- **INPUT RECORDS**
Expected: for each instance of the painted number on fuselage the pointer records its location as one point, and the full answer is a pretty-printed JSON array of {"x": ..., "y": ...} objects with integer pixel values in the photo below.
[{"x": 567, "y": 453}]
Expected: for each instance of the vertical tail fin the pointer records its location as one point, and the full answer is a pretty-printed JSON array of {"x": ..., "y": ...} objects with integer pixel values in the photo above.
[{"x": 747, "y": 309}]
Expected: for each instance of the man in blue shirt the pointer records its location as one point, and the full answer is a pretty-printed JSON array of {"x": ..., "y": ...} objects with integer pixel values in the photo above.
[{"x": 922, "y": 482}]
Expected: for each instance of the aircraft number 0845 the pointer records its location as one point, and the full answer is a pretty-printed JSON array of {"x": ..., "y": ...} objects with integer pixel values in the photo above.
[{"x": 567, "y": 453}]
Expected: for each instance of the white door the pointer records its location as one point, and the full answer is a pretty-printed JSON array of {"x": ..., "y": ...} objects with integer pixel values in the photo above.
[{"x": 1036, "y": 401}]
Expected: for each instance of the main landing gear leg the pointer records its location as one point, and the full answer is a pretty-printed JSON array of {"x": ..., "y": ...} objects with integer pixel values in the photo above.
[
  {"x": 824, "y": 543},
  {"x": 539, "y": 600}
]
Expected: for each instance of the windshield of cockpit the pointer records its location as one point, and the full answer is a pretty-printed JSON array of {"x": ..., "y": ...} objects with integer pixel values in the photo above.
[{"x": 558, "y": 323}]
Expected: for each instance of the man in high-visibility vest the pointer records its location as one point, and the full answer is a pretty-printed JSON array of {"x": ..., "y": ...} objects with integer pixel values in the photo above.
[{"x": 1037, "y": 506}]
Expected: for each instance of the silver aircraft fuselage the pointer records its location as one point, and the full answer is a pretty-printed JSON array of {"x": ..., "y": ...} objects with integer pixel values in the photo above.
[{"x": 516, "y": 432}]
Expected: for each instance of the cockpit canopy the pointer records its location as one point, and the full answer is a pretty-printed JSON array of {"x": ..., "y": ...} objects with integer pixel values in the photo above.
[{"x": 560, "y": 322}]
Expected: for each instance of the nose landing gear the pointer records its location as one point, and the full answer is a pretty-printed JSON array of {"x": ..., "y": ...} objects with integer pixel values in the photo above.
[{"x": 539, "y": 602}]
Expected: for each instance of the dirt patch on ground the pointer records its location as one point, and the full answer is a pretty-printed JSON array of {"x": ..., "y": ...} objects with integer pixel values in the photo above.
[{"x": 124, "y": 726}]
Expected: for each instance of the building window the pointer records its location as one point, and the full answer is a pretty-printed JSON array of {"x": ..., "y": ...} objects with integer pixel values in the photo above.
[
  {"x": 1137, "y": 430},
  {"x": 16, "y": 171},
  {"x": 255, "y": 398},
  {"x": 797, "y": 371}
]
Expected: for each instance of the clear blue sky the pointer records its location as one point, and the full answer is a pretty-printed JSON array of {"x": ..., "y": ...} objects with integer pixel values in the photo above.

- **TASK DETAILS**
Convert all of the lines above into a Markdown table with the columns "Row" and "Line". Number each row and omit any blank lines.

- **EXERCISE RESPONSE**
| Row | Line |
|---|---|
| 1 | Expected: for each instance of the painted number on fuselage the pointer records its location as one point, and the full answer is a pretty-printed JSON array of {"x": ..., "y": ...} objects with integer pixel values in the photo below. |
| 2 | [{"x": 567, "y": 453}] |
| 3 | Expected: for each instance of the vertical tail fin the pointer records its location as one point, and the full answer is a pretty-printed JSON array of {"x": ..., "y": ...} objects with integer pixel values in the photo above. |
| 4 | [{"x": 747, "y": 309}] |
| 5 | Expected: for each instance of the man in blue shirt the pointer records its location as one point, and the full answer is a pretty-printed JSON array of {"x": ..., "y": ...} objects with integer pixel values in the photo above. |
| 6 | [{"x": 922, "y": 482}] |
| 7 | Expected: for each instance of the aircraft number 0845 the pointer records its location as one point, and the full answer is a pretty-printed JSON array of {"x": ..., "y": ...} objects with integer pixel values in the photo above. |
| 8 | [{"x": 567, "y": 453}] |
| 9 | Expected: for each instance of the white door the pointer records its location as one point, and the full answer is a pretty-printed JSON array of {"x": ..., "y": ...} objects with integer pixel values in the photo above. |
| 10 | [{"x": 1036, "y": 401}] |
| 11 | Expected: for each instance of the main landing gear leg the pointer records its location as one point, and the full answer is a pretty-printed JSON array of {"x": ..., "y": ...} objects with integer pixel values in the photo above. |
| 12 | [ |
| 13 |   {"x": 824, "y": 543}, |
| 14 |   {"x": 539, "y": 600} |
| 15 | ] |
| 16 | Expected: for each instance of the windshield of cockpit the pointer records its location as one point, and the full answer is a pretty-printed JSON array of {"x": ..., "y": ...} objects with integer pixel values in the photo above. |
| 17 | [{"x": 558, "y": 323}] |
| 18 | Expected: for each instance of the man in high-visibility vest the pointer records its location as one point, and the full answer is a pretty-printed JSON array of {"x": ..., "y": ...} objects with integer pixel values in the photo above. |
| 19 | [{"x": 1037, "y": 506}] |
| 20 | Expected: for each instance of the silver aircraft fuselage the pointer records its location as one point, and the full answer is a pretty-printed JSON array of {"x": ..., "y": ...} objects with integer pixel values in the photo above. |
| 21 | [{"x": 516, "y": 432}] |
| 22 | Expected: for each instance of the cockpit canopy the pointer records its location as one point, and the full answer is a pretty-printed JSON array of {"x": ..., "y": ...} objects with integer pixel values in the photo above. |
| 23 | [{"x": 560, "y": 322}] |
| 24 | Expected: for each instance of the nose landing gear the pointer records its location as one point, and the full answer is a pretty-printed JSON array of {"x": ..., "y": ...} objects with integer pixel values in the photo above. |
| 25 | [{"x": 539, "y": 602}] |
| 26 | Expected: for each instance of the dirt patch on ground the pointer records its location as one point, and the full answer is a pretty-printed JSON array of {"x": ..., "y": ...} objects with integer pixel values in the photo above. |
| 27 | [{"x": 124, "y": 726}] |
| 28 | Expected: for each instance of the building window the pointer records its location as one point, and the full answer is a pretty-printed JSON array of {"x": ..., "y": ...} objects with integer pixel values in the photo above. |
| 29 | [ |
| 30 |   {"x": 1137, "y": 430}, |
| 31 |   {"x": 16, "y": 171}, |
| 32 |   {"x": 255, "y": 398}, |
| 33 |   {"x": 797, "y": 371} |
| 34 | ] |
| 35 | Expected: for each instance of the clear blue sky the pointer records its location as one point, and the full answer is a pretty-printed JSON array of {"x": ..., "y": ...} objects with integer pixel values in the photo above. |